◆ **The problem**: Write out the records word for word, starting at the very beginning and ending with the line that contains "<point>398,127</point>", including that line.

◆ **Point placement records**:

• • • •

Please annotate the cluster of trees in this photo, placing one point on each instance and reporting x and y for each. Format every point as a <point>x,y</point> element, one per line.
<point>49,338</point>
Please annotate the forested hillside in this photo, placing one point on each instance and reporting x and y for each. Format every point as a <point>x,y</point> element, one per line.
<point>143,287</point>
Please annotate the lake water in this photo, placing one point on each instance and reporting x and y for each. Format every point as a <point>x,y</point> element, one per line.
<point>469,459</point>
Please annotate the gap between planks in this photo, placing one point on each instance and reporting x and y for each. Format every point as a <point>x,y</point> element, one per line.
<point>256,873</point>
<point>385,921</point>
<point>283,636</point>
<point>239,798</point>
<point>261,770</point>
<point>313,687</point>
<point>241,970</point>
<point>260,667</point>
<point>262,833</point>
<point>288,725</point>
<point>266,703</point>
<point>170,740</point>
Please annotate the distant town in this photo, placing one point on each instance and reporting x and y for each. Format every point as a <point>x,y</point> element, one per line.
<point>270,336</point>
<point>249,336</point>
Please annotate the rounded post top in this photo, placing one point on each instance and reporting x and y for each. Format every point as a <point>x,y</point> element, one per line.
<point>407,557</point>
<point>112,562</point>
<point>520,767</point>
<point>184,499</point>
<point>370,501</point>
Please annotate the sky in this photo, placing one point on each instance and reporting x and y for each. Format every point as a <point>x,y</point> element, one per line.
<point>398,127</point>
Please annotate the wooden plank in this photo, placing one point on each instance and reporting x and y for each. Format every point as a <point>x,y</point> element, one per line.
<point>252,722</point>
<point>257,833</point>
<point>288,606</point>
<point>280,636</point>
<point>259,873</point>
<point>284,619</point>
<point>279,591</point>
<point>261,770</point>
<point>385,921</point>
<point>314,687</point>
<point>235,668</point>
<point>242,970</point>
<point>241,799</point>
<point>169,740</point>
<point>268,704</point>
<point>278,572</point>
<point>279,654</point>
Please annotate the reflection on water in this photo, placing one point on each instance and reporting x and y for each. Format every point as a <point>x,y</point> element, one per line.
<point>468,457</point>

• • • •

◆ **Task output**:
Please annotate the cluster of trees in this photo, placing one point on each instance and reporting x and y for each. Format every point as a <point>x,y</point> element, one per line.
<point>49,338</point>
Please annotate the forested hillside in this photo, placing one point on each instance and reporting x and y for each. Format every point as a <point>x,y</point> element, one per line.
<point>143,287</point>
Please annotate the lake water in this photo, placing one point on each instance and reporting x and y for each. Format every point as a <point>x,y</point> element, one per line.
<point>469,459</point>
Please annotate the gap between planks in this photo, placing one point on each instance and reporting x and y for each. Format every point as a <point>x,y</point> element, one per line.
<point>256,873</point>
<point>385,921</point>
<point>283,636</point>
<point>239,798</point>
<point>261,770</point>
<point>313,687</point>
<point>241,970</point>
<point>260,667</point>
<point>262,833</point>
<point>288,725</point>
<point>266,703</point>
<point>170,740</point>
Please annotate the distant town in this photo, placing one point on each instance and reporting x and y for each. Format every point as a <point>x,y</point> element, one per line.
<point>270,336</point>
<point>249,336</point>
Please annotate the rounded post top in this photo, placing one point on each instance and reporting x and y for each. Format every point as a <point>x,y</point> element, one per line.
<point>407,557</point>
<point>112,562</point>
<point>520,767</point>
<point>184,499</point>
<point>370,501</point>
Please annotate the sky in this photo, placing one point on each instance and reporting x and y for each. Format every point as a <point>x,y</point> element, one per line.
<point>398,127</point>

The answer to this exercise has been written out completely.